(Rows excerpted from a collection)
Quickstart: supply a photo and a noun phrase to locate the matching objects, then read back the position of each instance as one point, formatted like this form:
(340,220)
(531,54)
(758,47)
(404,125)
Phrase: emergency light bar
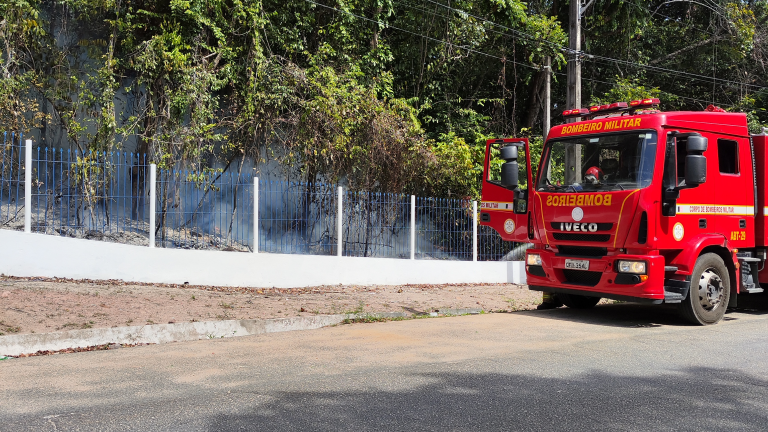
(642,103)
(614,107)
(578,112)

_Exercise prompt_. Could you repeat all of these rows, requests included, adding 140 to every coordinate in the answer points only, and leave the pictures out?

_Answer to the task_.
Quickstart: supply a photo and a noun phrase to locate the matching objects, then read back the position of each instance as one point, formatted like this form:
(340,220)
(531,54)
(758,47)
(404,125)
Phrase: emergency light bar
(782,243)
(754,247)
(718,252)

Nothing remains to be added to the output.